> [Supplied passage]:
━━━━━━━━━━━━━━━━━━━━━━━━━━━━━━
I've heard from many people that 4 is the age when there is lots of curiosity and discussion about death. We have found that to be so true here - like a switch was flipped on the topic on her 4th birthday. It has been interesting because you never know when you will suddenly be in "that discussion".
Today was one of those days, and coincidentally, I had been thinking about how some of our family history might be shared earlier in the day. On the radio, there was an interview with one of the actresses who played a part in the series "roots". She was talking about how powerful it was to share the family stories with one another and pass them down through the ages, whether good or bad, happy or sad, and regardless of how disturbing they might be.
On the way home from school, the kids began to ask about my dad.
Who is your daddy?
His name is James.
Where is he?
He is not alive anymore, he died.
Why did he die?
He was really sick.
How sick was he? Was he really really really really sick?
He was so sick he did not want to live anymore.
And then it was quiet.
I said, "Everyone worries that their moms and dads will die." and Peanut said "I worry about that sometimes." So we talked a bit about how we both (mom and dad) want to be alive and are healthy and will be here as long as we can be.
And then the conversation moved on to other things like what Pumpkin ate for lunch.
Honey and I know that we have history to share, and while sometimes it may be worrisome or scary, it is important to us to be honest and tell our stories to our children as fully as we can. We also try hard to talk at the right level for their ages, so I know this will be a cyclical thing as their understanding increases. Honey has already had this discussion with Peanut before, and each time a new layer unfolds. It seems to be therapeutic for me in a way, sharing small bits of information, thinking about how best to clearly answer before I blurt my initial thoughts out. Their curiosity helps me sort out my own self. Parenting takes you places you didn't realize were out there, doesn't it?
━━━━━━━━━━━━━━━━━━━━━━━━━━━━━━
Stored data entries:
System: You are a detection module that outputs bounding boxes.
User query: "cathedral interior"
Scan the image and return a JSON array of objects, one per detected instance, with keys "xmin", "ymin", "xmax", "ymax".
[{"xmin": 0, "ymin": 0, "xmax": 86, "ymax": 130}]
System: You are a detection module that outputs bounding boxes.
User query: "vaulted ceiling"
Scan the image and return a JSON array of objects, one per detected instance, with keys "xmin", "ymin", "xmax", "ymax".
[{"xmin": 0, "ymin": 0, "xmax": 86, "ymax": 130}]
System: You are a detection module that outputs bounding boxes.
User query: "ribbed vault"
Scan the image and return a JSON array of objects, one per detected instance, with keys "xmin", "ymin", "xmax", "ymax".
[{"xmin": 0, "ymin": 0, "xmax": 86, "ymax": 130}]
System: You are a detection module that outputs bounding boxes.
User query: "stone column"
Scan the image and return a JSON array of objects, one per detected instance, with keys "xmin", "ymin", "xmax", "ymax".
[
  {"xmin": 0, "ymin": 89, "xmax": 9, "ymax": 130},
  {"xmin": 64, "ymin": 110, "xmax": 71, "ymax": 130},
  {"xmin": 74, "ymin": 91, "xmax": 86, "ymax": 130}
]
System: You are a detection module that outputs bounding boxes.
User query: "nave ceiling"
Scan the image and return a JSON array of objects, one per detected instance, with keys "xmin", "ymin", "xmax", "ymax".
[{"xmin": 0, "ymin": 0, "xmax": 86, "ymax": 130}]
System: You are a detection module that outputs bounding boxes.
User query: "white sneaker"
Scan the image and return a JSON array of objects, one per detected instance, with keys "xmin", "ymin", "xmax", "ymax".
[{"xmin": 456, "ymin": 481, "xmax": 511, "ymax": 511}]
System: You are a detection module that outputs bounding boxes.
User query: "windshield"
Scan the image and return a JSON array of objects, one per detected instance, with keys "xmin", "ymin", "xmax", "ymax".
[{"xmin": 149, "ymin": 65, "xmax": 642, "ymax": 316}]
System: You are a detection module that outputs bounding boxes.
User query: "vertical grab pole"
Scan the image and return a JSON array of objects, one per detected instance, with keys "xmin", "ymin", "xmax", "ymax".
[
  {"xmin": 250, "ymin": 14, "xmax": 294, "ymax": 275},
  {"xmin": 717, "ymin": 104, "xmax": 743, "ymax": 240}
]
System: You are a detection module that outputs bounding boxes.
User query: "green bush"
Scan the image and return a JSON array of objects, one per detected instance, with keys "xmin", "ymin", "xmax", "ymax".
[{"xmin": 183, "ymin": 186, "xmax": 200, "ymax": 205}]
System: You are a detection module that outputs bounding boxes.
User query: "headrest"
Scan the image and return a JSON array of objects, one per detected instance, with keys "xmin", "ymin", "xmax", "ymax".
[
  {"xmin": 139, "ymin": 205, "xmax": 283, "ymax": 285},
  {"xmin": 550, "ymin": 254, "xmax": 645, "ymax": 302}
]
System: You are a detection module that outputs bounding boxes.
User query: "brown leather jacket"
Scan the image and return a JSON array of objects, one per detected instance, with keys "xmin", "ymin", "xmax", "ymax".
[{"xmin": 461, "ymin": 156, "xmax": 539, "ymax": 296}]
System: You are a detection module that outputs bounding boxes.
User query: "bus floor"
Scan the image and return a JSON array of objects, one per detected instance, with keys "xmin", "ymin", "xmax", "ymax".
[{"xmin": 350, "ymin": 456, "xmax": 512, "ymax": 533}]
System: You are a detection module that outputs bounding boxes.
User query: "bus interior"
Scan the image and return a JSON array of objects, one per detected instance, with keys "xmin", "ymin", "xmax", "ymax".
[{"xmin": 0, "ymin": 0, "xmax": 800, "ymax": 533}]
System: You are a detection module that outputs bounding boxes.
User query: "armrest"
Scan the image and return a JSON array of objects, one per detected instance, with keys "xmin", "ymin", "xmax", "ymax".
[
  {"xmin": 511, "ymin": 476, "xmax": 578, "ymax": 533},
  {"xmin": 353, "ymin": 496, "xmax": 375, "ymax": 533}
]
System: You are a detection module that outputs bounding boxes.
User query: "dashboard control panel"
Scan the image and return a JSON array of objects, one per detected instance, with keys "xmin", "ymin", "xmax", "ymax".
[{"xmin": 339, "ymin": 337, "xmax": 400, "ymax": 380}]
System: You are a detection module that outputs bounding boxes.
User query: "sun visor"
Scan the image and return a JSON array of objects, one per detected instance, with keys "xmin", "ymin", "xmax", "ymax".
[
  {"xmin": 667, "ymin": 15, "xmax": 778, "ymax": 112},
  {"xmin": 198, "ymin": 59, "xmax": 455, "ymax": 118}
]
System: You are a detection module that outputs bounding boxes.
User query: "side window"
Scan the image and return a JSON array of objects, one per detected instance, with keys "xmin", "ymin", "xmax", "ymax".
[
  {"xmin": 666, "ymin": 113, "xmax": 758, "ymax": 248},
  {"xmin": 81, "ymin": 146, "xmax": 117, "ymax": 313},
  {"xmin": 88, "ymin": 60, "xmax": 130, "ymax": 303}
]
━━━━━━━━━━━━━━━━━━━━━━━━━━━━━━
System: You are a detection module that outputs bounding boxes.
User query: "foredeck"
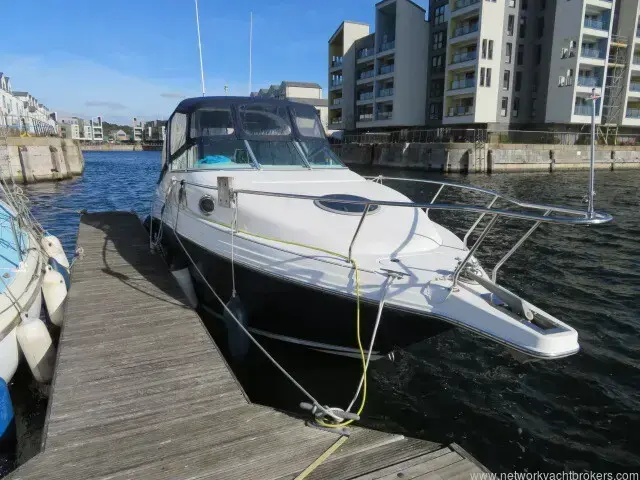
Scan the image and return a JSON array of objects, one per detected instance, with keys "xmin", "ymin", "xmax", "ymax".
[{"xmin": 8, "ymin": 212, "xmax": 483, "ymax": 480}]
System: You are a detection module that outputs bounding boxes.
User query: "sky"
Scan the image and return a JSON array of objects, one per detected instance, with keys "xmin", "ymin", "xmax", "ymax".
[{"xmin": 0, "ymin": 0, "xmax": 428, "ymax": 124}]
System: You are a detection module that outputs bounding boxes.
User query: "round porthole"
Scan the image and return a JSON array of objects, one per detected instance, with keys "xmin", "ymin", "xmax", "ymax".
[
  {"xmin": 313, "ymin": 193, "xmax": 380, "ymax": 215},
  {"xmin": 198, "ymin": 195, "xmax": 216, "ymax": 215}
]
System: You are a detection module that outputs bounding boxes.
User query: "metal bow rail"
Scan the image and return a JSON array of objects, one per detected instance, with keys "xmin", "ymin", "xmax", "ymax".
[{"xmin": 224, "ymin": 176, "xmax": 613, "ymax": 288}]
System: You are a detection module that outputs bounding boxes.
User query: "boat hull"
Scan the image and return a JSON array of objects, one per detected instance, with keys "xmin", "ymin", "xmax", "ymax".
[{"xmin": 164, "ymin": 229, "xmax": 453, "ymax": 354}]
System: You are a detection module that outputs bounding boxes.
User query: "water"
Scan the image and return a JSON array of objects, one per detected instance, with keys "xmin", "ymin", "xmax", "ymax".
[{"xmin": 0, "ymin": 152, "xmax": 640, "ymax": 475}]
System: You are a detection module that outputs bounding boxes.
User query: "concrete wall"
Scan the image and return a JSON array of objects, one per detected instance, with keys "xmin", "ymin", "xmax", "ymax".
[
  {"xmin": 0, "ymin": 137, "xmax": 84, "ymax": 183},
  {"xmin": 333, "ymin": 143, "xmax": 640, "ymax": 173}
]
━━━━━━━━━━━━━━━━━━━━━━━━━━━━━━
> [Problem]:
Return the stretch of the blog post from "On the way home" through "did he die?", copied word for word. Draw only on the blog post, not on the material.

> [Output below]:
On the way home from school, the kids began to ask about my dad.
Who is your daddy?
His name is James.
Where is he?
He is not alive anymore, he died.
Why did he die?